__Requirements__: Reproduce everything from "[tag] tweed blazer: a pin per instance" down to the end of the listing, swapping "wavy" for "curly" and leaving all else unchanged.

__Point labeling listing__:
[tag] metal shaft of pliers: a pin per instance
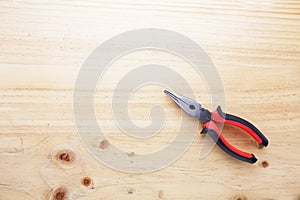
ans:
(190, 106)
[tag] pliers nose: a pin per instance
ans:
(190, 106)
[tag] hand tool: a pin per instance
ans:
(211, 120)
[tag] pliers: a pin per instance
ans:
(211, 120)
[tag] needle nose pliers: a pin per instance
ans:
(211, 120)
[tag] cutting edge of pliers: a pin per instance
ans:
(211, 120)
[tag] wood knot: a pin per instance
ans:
(265, 164)
(66, 156)
(86, 181)
(60, 194)
(104, 144)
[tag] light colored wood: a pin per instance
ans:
(255, 46)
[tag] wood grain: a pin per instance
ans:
(255, 46)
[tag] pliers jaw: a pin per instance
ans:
(190, 106)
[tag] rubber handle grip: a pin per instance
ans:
(220, 116)
(212, 129)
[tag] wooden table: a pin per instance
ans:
(255, 46)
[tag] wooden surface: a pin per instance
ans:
(255, 46)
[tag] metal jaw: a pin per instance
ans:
(190, 106)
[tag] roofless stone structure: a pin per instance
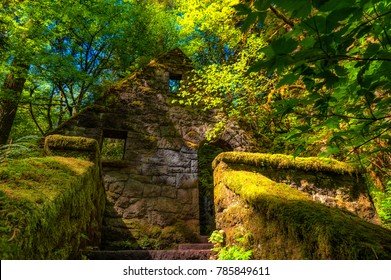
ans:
(155, 179)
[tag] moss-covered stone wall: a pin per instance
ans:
(284, 222)
(156, 181)
(51, 207)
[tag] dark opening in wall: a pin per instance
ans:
(113, 145)
(174, 82)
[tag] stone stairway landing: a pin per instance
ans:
(187, 251)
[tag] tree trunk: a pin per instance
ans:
(10, 97)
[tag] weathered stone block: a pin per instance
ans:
(185, 196)
(135, 210)
(152, 169)
(164, 180)
(164, 204)
(114, 176)
(187, 181)
(116, 187)
(122, 202)
(152, 191)
(169, 191)
(133, 188)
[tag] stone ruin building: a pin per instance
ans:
(154, 181)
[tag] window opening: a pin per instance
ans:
(113, 145)
(174, 82)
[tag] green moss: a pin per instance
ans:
(280, 161)
(286, 224)
(135, 234)
(72, 146)
(50, 207)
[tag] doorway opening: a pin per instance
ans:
(206, 155)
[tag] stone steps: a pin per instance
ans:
(186, 251)
(195, 246)
(150, 255)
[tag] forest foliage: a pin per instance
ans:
(309, 78)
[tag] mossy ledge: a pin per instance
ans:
(286, 224)
(280, 161)
(51, 207)
(72, 146)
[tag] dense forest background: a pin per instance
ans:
(309, 78)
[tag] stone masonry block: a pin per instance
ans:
(187, 181)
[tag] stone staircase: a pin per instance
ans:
(188, 251)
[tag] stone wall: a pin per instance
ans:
(52, 208)
(156, 181)
(282, 222)
(333, 183)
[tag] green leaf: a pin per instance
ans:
(288, 79)
(242, 9)
(249, 21)
(284, 45)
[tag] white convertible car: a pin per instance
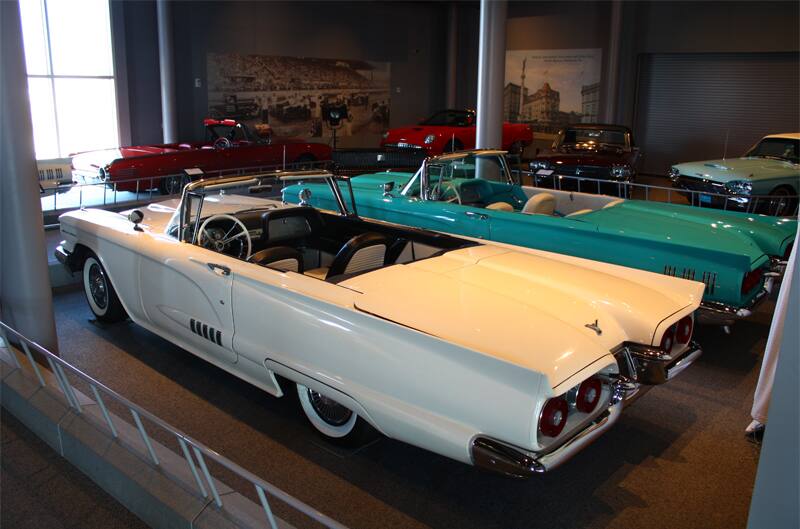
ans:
(512, 360)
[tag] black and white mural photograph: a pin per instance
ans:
(551, 88)
(300, 96)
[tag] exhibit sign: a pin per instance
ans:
(550, 88)
(300, 96)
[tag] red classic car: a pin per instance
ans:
(453, 130)
(228, 145)
(603, 152)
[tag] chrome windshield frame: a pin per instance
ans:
(424, 177)
(198, 190)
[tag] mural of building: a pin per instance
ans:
(543, 105)
(513, 95)
(590, 102)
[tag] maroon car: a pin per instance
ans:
(589, 150)
(228, 145)
(453, 130)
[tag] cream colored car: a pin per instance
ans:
(508, 359)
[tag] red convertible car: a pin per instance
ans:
(453, 130)
(228, 145)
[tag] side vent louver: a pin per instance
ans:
(709, 278)
(209, 333)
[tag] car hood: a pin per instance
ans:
(697, 230)
(724, 171)
(525, 309)
(416, 134)
(94, 160)
(586, 157)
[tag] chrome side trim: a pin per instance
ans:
(716, 313)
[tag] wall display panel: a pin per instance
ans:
(551, 88)
(299, 96)
(707, 106)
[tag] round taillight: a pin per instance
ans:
(668, 340)
(684, 332)
(751, 280)
(554, 417)
(588, 395)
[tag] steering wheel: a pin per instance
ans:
(222, 143)
(223, 241)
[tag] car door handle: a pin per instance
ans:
(219, 269)
(480, 216)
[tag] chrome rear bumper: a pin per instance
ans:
(638, 374)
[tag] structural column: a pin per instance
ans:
(452, 55)
(169, 120)
(26, 301)
(608, 114)
(491, 74)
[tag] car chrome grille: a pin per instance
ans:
(588, 171)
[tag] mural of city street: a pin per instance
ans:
(294, 95)
(550, 88)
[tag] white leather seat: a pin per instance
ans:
(540, 204)
(614, 203)
(500, 206)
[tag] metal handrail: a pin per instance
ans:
(753, 203)
(201, 451)
(147, 186)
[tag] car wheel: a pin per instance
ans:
(100, 294)
(453, 145)
(783, 202)
(171, 185)
(334, 421)
(305, 162)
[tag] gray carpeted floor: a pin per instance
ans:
(677, 458)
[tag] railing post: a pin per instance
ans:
(209, 479)
(265, 505)
(192, 466)
(60, 382)
(143, 433)
(33, 363)
(69, 388)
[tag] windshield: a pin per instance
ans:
(236, 132)
(778, 149)
(451, 118)
(590, 138)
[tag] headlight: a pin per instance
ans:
(739, 187)
(621, 171)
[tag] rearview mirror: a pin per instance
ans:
(136, 217)
(304, 196)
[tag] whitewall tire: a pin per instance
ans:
(331, 419)
(100, 294)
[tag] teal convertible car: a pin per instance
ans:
(472, 193)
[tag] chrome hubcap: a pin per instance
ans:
(328, 409)
(97, 286)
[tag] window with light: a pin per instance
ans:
(70, 75)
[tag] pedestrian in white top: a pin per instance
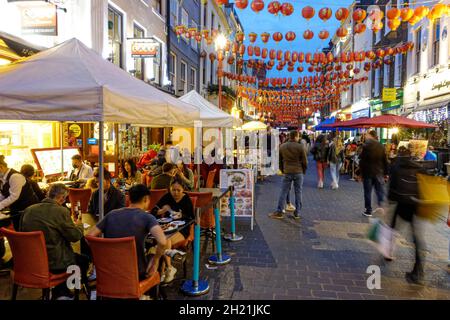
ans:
(81, 172)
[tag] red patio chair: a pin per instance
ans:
(116, 266)
(30, 259)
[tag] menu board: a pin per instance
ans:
(242, 180)
(48, 160)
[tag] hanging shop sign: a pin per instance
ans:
(389, 94)
(39, 19)
(144, 48)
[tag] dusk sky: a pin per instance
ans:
(266, 22)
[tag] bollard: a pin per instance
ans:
(196, 287)
(220, 258)
(233, 236)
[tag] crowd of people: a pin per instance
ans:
(33, 209)
(367, 160)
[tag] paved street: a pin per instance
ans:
(324, 255)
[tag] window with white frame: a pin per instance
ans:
(174, 12)
(183, 77)
(417, 49)
(173, 70)
(193, 80)
(185, 21)
(386, 72)
(436, 42)
(193, 41)
(398, 70)
(377, 82)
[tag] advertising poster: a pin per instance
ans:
(242, 180)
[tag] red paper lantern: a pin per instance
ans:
(359, 15)
(277, 37)
(252, 37)
(287, 9)
(241, 4)
(393, 13)
(341, 14)
(308, 12)
(308, 35)
(290, 36)
(324, 34)
(342, 32)
(360, 28)
(325, 14)
(265, 37)
(257, 5)
(274, 7)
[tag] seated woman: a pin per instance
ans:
(130, 174)
(28, 172)
(176, 201)
(179, 204)
(185, 175)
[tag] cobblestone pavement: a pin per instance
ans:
(324, 255)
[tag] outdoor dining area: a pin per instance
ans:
(92, 90)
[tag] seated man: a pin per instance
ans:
(135, 221)
(59, 230)
(163, 180)
(114, 199)
(81, 172)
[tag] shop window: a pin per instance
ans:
(193, 79)
(172, 71)
(115, 37)
(193, 41)
(185, 22)
(417, 49)
(398, 70)
(183, 77)
(139, 64)
(18, 138)
(436, 41)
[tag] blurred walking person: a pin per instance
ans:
(293, 164)
(336, 159)
(373, 166)
(320, 152)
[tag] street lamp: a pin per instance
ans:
(220, 43)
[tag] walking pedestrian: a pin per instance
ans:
(373, 167)
(403, 189)
(336, 159)
(320, 152)
(293, 164)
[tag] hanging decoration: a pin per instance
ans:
(308, 12)
(257, 5)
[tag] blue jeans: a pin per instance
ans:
(369, 184)
(297, 179)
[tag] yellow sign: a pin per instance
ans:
(389, 94)
(76, 129)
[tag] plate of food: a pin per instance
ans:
(165, 220)
(169, 227)
(178, 223)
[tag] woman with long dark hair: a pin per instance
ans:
(130, 173)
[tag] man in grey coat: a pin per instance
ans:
(293, 164)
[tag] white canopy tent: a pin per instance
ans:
(210, 115)
(71, 82)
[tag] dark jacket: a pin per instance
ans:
(115, 200)
(373, 160)
(333, 157)
(58, 228)
(403, 180)
(293, 158)
(320, 151)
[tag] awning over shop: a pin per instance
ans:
(210, 115)
(71, 82)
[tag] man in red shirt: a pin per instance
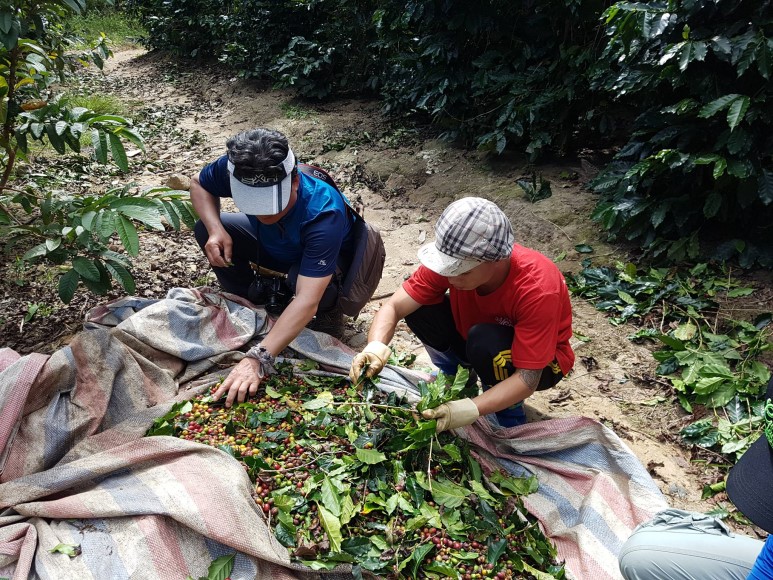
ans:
(480, 301)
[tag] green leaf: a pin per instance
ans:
(132, 209)
(128, 234)
(99, 141)
(715, 106)
(55, 139)
(449, 494)
(370, 456)
(332, 527)
(221, 568)
(712, 204)
(122, 275)
(495, 551)
(86, 268)
(357, 546)
(765, 183)
(68, 283)
(329, 496)
(323, 400)
(685, 332)
(132, 136)
(419, 553)
(737, 111)
(35, 252)
(74, 5)
(119, 153)
(516, 485)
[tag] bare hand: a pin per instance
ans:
(244, 379)
(219, 249)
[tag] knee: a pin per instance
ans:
(200, 233)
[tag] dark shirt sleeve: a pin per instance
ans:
(322, 239)
(214, 178)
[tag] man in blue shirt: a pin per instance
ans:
(679, 545)
(290, 223)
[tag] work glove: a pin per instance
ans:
(372, 358)
(453, 414)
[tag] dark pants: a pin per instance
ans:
(487, 350)
(237, 278)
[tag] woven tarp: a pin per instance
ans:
(76, 468)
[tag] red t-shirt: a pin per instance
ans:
(534, 299)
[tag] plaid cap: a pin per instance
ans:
(262, 192)
(470, 231)
(750, 482)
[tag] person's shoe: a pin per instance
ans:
(330, 322)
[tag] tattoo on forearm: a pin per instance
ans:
(530, 377)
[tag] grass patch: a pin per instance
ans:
(102, 104)
(122, 29)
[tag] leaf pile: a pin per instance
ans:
(348, 477)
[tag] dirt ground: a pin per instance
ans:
(405, 178)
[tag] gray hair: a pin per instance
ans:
(258, 150)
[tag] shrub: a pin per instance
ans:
(700, 157)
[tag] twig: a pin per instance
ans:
(429, 465)
(285, 469)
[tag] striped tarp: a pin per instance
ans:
(76, 469)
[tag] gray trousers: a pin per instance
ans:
(680, 545)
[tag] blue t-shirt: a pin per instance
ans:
(763, 566)
(315, 232)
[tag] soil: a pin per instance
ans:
(405, 177)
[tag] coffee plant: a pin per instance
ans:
(358, 477)
(681, 89)
(55, 226)
(710, 366)
(699, 160)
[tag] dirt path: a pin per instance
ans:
(405, 181)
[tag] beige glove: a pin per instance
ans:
(374, 356)
(453, 414)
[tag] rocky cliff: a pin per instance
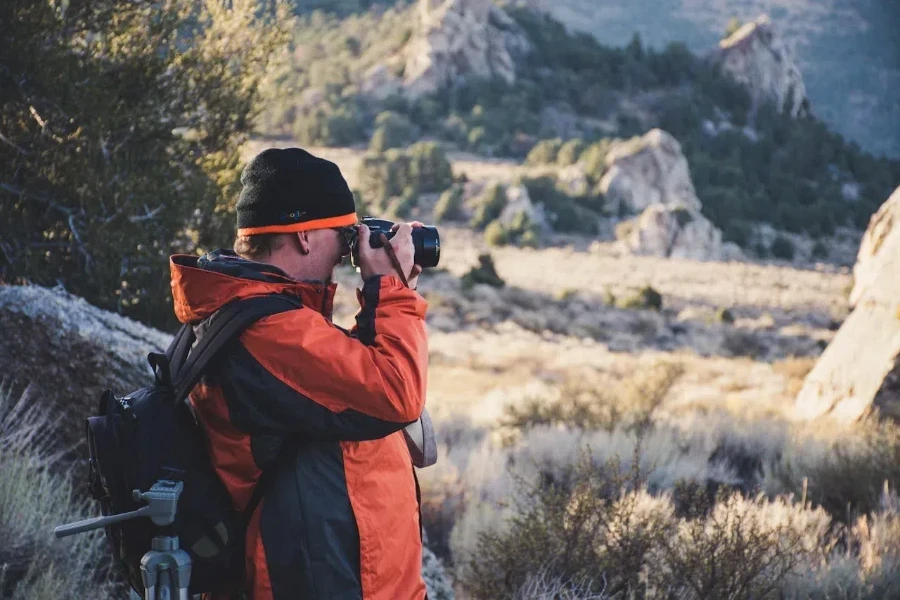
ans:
(460, 38)
(69, 351)
(757, 56)
(844, 384)
(650, 176)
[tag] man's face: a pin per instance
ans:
(330, 244)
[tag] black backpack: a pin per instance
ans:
(151, 435)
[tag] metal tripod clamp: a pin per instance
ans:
(166, 568)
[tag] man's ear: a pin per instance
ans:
(303, 242)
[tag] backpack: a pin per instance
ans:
(151, 434)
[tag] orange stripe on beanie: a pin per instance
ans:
(288, 189)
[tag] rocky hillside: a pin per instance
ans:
(847, 50)
(68, 352)
(500, 81)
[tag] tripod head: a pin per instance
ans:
(162, 504)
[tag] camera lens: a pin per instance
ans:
(427, 244)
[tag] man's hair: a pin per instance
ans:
(259, 246)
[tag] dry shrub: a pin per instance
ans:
(842, 470)
(742, 549)
(33, 499)
(596, 532)
(794, 370)
(628, 405)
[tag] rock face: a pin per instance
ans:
(674, 232)
(843, 385)
(650, 176)
(758, 57)
(459, 38)
(70, 352)
(518, 202)
(872, 255)
(646, 171)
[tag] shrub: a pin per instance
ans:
(724, 315)
(423, 168)
(484, 273)
(564, 213)
(544, 152)
(33, 499)
(449, 206)
(495, 234)
(488, 206)
(392, 130)
(647, 298)
(570, 152)
(782, 248)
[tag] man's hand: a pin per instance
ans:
(375, 261)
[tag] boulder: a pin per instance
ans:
(69, 352)
(672, 231)
(843, 384)
(518, 202)
(872, 256)
(460, 38)
(758, 57)
(645, 171)
(380, 82)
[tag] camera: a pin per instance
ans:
(426, 241)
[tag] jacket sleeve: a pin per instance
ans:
(297, 372)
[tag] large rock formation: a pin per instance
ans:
(650, 175)
(645, 171)
(69, 351)
(757, 56)
(674, 232)
(872, 255)
(460, 38)
(845, 384)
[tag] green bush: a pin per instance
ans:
(488, 206)
(495, 234)
(449, 206)
(123, 148)
(646, 299)
(782, 248)
(422, 168)
(564, 212)
(484, 273)
(570, 152)
(392, 131)
(544, 152)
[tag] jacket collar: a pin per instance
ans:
(202, 285)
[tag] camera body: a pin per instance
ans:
(426, 241)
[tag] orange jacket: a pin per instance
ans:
(341, 519)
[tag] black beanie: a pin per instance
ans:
(289, 189)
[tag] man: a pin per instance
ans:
(341, 518)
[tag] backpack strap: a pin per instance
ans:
(223, 326)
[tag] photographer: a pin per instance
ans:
(321, 408)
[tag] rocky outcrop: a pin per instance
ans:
(674, 232)
(758, 57)
(650, 175)
(69, 352)
(519, 208)
(645, 171)
(460, 38)
(872, 255)
(843, 384)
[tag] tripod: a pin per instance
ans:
(165, 568)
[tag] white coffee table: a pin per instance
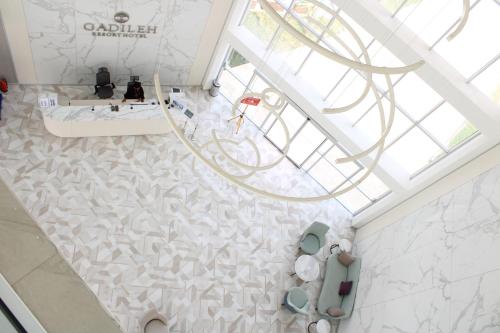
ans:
(307, 268)
(320, 326)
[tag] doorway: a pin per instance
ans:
(7, 70)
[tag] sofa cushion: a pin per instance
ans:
(335, 311)
(297, 297)
(345, 288)
(310, 244)
(345, 258)
(352, 275)
(335, 273)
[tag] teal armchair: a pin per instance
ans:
(313, 239)
(296, 300)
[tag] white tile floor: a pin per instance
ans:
(145, 230)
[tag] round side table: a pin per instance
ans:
(320, 326)
(344, 245)
(307, 268)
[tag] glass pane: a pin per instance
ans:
(347, 169)
(393, 5)
(370, 124)
(430, 19)
(258, 84)
(308, 139)
(230, 88)
(349, 90)
(414, 151)
(257, 114)
(311, 161)
(372, 186)
(316, 18)
(268, 123)
(477, 43)
(448, 126)
(240, 67)
(290, 49)
(489, 82)
(259, 23)
(325, 146)
(325, 174)
(353, 200)
(415, 96)
(321, 73)
(293, 120)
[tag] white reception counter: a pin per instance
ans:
(84, 118)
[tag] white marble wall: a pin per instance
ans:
(63, 52)
(437, 270)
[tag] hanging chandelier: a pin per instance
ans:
(273, 100)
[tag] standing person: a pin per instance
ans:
(1, 98)
(4, 87)
(134, 91)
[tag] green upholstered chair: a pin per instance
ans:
(313, 238)
(296, 300)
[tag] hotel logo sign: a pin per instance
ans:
(121, 17)
(120, 29)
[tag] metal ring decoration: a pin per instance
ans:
(264, 96)
(236, 143)
(237, 181)
(328, 53)
(462, 22)
(266, 100)
(369, 80)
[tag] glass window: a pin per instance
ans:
(326, 175)
(311, 161)
(290, 49)
(259, 23)
(414, 150)
(477, 43)
(448, 126)
(293, 119)
(347, 169)
(314, 17)
(325, 146)
(354, 200)
(239, 67)
(321, 73)
(306, 141)
(370, 124)
(415, 96)
(231, 87)
(430, 19)
(372, 186)
(489, 82)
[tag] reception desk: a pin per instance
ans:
(85, 118)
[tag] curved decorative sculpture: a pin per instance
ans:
(249, 170)
(237, 179)
(328, 53)
(462, 22)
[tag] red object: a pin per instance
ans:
(251, 101)
(345, 288)
(4, 86)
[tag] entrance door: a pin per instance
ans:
(6, 64)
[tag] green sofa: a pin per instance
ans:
(329, 297)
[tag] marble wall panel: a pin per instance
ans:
(55, 16)
(436, 270)
(56, 57)
(179, 26)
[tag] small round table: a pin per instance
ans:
(307, 268)
(344, 245)
(320, 326)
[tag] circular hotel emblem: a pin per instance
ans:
(121, 17)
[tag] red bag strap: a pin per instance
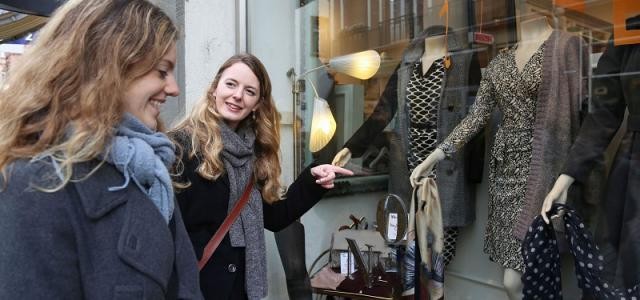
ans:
(214, 242)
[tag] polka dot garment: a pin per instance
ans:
(541, 276)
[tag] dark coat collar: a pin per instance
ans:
(94, 194)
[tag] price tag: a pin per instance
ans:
(347, 260)
(392, 227)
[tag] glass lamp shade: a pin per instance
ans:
(361, 65)
(323, 125)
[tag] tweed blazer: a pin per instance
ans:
(85, 242)
(455, 175)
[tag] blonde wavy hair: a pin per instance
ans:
(65, 96)
(206, 145)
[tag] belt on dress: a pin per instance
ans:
(633, 123)
(422, 125)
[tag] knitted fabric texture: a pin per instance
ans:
(248, 229)
(145, 156)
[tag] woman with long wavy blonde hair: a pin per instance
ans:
(87, 204)
(231, 137)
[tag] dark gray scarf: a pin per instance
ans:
(144, 156)
(248, 230)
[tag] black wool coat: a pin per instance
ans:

__Correct output__:
[tag] tweed blazer: a pin per instance
ans:
(85, 242)
(455, 175)
[tag] blonde curly hair: a pin per instance
ans:
(65, 96)
(206, 145)
[tag] belt on dress: a pin per instance
ans:
(633, 123)
(422, 125)
[tag] knitted fabric texture: a pin per instance
ans:
(248, 229)
(145, 156)
[tag] woman with long curly blonde hair: a pin per instance
ans:
(87, 204)
(231, 137)
[tag] dark gray scarf: a pin per instance
ans:
(144, 156)
(248, 230)
[tag] black wool coat: a pin per instance
ans:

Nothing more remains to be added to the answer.